* Teks *
======
Daimyo harus memiliki rumah kediaman sebagai tempat tinggal kedua sewaktu
bertugas di Edo. Anggota keluarga daimyo harus
tetap tinggal di Edo sebagai penjaga rumah
sewaktu daimyo sedang pulang ke daerah, sekaligus sebagai sandera kalau daimyo
bertindak di luar keinginan shogun.
Daimyo dari
keturunan klan Tokugawa dan daimyo yang secara turun temurun merupakan pengikut
setia klan Tokugawa disebut Fudai Daimyo. Sedangkan daimyo yang baru setia
kepada klan Tokugawa setelah bertekuk lutut dalam Pertempuran Sekigahara
disebut Tozama Daimyo. Golongan yang selalu mendapat perlakuan khusus disebut
Shimpan Daimyo, karena berasal tiga percabangan keluarga inti Tokugawa yang
disebut Tokugawa Gosankei (Tiga keluarga terhormat Tokugawa) yang masing-masing
dipimpin oleh putra Tokugawa Ieyasu:
Tokugawa Yoshinao,
penguasa han Owari generasi pertama
Tokugawa Yorinobu,
penguasa han Kishū generasi pertama
Tokugawa Yorifusa,
penguasa han Mito
generasi pertama.
Lambang keluarga
Tokugawa berupa Mitsuba Aoi (tiga helai daun Aoi) hanya boleh digunakan garis
keturunan utama keluarga Tokugawa dan Tokugawa Gosankei. Putra-putra lain
Tokugawa Ieyasu hanya diberi nama keluarga Matsuidara dan tidak mendapatkan
nama keluarga Tokugawa.
======
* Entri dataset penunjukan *
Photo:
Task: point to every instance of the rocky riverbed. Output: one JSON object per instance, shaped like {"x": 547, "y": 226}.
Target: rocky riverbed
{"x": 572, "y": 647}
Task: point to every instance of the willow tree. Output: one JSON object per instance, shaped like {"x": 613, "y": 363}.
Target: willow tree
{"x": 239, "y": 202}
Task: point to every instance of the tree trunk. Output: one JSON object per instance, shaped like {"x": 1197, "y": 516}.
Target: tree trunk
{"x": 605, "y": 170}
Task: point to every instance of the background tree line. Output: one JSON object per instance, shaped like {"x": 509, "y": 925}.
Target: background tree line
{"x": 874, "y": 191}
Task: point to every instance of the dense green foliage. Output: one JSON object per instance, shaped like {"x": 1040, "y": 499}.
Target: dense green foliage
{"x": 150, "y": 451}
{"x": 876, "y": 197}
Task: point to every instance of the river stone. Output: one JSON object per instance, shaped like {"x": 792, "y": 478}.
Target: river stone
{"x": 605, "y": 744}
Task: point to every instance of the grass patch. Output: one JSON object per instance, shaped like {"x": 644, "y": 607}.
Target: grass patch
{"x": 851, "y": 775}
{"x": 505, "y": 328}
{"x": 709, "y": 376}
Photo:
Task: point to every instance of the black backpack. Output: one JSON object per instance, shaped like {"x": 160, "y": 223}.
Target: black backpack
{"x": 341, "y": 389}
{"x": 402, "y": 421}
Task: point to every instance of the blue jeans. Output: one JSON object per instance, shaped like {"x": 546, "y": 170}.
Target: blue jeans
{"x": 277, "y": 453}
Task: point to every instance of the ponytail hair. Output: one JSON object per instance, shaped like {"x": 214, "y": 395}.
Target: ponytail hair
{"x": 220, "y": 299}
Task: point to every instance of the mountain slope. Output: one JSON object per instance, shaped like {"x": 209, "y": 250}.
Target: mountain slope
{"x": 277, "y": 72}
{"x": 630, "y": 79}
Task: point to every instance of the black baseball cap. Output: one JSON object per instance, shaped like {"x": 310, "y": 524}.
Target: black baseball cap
======
Salin ulang seluruh teks tentang daimyo itu kata demi kata. Entri-entri di atas merupakan bahan yang terpisah dari teks.

* Jawaban *
Daimyo harus memiliki rumah kediaman sebagai tempat tinggal kedua sewaktu
bertugas di Edo. Anggota keluarga daimyo harus
tetap tinggal di Edo sebagai penjaga rumah
sewaktu daimyo sedang pulang ke daerah, sekaligus sebagai sandera kalau daimyo
bertindak di luar keinginan shogun.
Daimyo dari
keturunan klan Tokugawa dan daimyo yang secara turun temurun merupakan pengikut
setia klan Tokugawa disebut Fudai Daimyo. Sedangkan daimyo yang baru setia
kepada klan Tokugawa setelah bertekuk lutut dalam Pertempuran Sekigahara
disebut Tozama Daimyo. Golongan yang selalu mendapat perlakuan khusus disebut
Shimpan Daimyo, karena berasal tiga percabangan keluarga inti Tokugawa yang
disebut Tokugawa Gosankei (Tiga keluarga terhormat Tokugawa) yang masing-masing
dipimpin oleh putra Tokugawa Ieyasu:
Tokugawa Yoshinao,
penguasa han Owari generasi pertama
Tokugawa Yorinobu,
penguasa han Kishū generasi pertama
Tokugawa Yorifusa,
penguasa han Mito
generasi pertama.
Lambang keluarga
Tokugawa berupa Mitsuba Aoi (tiga helai daun Aoi) hanya boleh digunakan garis
keturunan utama keluarga Tokugawa dan Tokugawa Gosankei. Putra-putra lain
Tokugawa Ieyasu hanya diberi nama keluarga Matsuidara dan tidak mendapatkan
nama keluarga Tokugawa.